The European Court of Human Rights issued a decision on the matter on 18 June 2024. It had to analyze whether Russia violated the applicants’ right to freedom of expression by denying or obstructing access to information regarding gross human rights violations that took place in the Soviet Union.
Applicants’ arguments
Suprun argued that his conviction had no sufficient legal basis because Russian law failed to define “private and family secrets.” Additionally, he submitted that the information he gathered did not expose the private lives of the individuals in question; rather, it concerned their experiences with public authorities and political repression, and thus it related to a matter of general public interest. Suprun stressed he had been prosecuted for his academic work and that “exerted a chilling effect on other researchers.” [para. 79]
Dupuy argued there was a strong indication Wallenberg had died due to the direct involvement of Soviet authorities—something she intended to clarify by accessing the archival documents. Dupuy also argued, emphasizing the right to historical truth, that Wallenberg’s relatives and the international community “had a justified interest in the full discourse of events leading to his death in Soviet custody.” [para. 80]
Kulakova, Startseva, and Kondrakhina said that the FSB’s restrictions on copying archival documents were unnecessary and hindered their work significantly. They also contended that the FSB failed to justify the imposed restrictions which showed “an intent to diminish trust in the public archive and restrict public discussion on significant social issues.” [para. 81]
Prudovskiy and International Memorial argued that Russia’s domestic laws, including the Personal Data Act and the State Secrets Act, did not justify denying the information requests to the FSB. To them, 1) the requested employment data about Soviet prosecutors did not constitute personal secrets, and 2) Russian law prohibited the classification of information about historical violations of rights. They emphasized that their historical research suffered significantly due to the restrictions, “especially in a context where State authorities were seeking to discredit and suppress dissenting historical narratives about the Soviet past.” [para. 82]
Government Submission
The government’s submission only referred to the case of Suprun. It argued that the “private life” term was too broad to be defined exhaustively and that only the individuals in question could decide which aspects of their private lives needed confidentiality. Russia also argued that the authorities had acted to stop Suprun’s unlawful publication of information, considering he did not receive consent from the individuals’ heirs.

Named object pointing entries
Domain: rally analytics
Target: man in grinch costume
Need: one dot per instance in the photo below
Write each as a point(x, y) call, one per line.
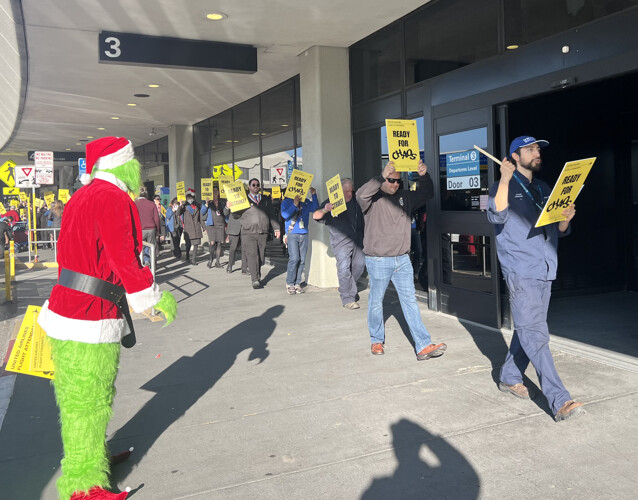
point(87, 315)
* * *
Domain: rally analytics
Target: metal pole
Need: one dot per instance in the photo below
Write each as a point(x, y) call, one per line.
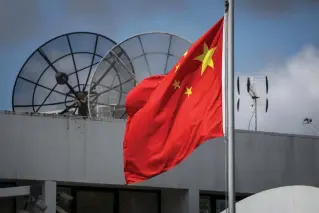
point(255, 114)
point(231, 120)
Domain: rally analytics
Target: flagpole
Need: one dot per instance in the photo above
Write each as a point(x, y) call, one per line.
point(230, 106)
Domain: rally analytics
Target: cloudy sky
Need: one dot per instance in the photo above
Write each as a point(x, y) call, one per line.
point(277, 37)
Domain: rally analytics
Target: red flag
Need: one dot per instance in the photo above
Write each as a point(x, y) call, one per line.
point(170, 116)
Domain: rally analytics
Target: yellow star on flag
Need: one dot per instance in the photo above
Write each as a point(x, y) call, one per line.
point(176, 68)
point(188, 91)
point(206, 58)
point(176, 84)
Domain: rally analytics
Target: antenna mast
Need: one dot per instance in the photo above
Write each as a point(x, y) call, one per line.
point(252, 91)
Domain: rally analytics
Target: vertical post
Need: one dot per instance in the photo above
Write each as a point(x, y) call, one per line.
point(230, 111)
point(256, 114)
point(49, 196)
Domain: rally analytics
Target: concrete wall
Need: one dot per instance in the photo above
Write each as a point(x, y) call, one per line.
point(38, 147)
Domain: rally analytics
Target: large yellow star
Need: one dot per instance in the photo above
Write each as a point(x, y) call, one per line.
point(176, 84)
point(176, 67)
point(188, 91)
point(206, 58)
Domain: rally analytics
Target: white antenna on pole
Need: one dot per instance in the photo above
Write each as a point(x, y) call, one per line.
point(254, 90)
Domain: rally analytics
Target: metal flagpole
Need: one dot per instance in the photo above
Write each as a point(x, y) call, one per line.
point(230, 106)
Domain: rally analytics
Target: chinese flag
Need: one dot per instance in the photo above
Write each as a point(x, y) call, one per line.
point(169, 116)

PROBLEM: Return the full excerpt on the European Court of Human Rights ruling about access to Soviet-era archives above, word for word.

WORKED SOLUTION:
The European Court of Human Rights issued a decision on the matter on 18 June 2024. It had to analyze whether Russia violated the applicants’ right to freedom of expression by denying or obstructing access to information regarding gross human rights violations that took place in the Soviet Union.
Applicants’ arguments
Suprun argued that his conviction had no sufficient legal basis because Russian law failed to define “private and family secrets.” Additionally, he submitted that the information he gathered did not expose the private lives of the individuals in question; rather, it concerned their experiences with public authorities and political repression, and thus it related to a matter of general public interest. Suprun stressed he had been prosecuted for his academic work and that “exerted a chilling effect on other researchers.” [para. 79]
Dupuy argued there was a strong indication Wallenberg had died due to the direct involvement of Soviet authorities—something she intended to clarify by accessing the archival documents. Dupuy also argued, emphasizing the right to historical truth, that Wallenberg’s relatives and the international community “had a justified interest in the full discourse of events leading to his death in Soviet custody.” [para. 80]
Kulakova, Startseva, and Kondrakhina said that the FSB’s restrictions on copying archival documents were unnecessary and hindered their work significantly. They also contended that the FSB failed to justify the imposed restrictions which showed “an intent to diminish trust in the public archive and restrict public discussion on significant social issues.” [para. 81]
Prudovskiy and International Memorial argued that Russia’s domestic laws, including the Personal Data Act and the State Secrets Act, did not justify denying the information requests to the FSB. To them, 1) the requested employment data about Soviet prosecutors did not constitute personal secrets, and 2) Russian law prohibited the classification of information about historical violations of rights. They emphasized that their historical research suffered significantly due to the restrictions, “especially in a context where State authorities were seeking to discredit and suppress dissenting historical narratives about the Soviet past.” [para. 82]
Government Submission
The government’s submission only referred to the case of Suprun. It argued that the “private life” term was too broad to be defined exhaustively and that only the individuals in question could decide which aspects of their private lives needed confidentiality. Russia also argued that the authorities had acted to stop Suprun’s unlawful publication of information, considering he did not receive consent from the individuals’ heirs.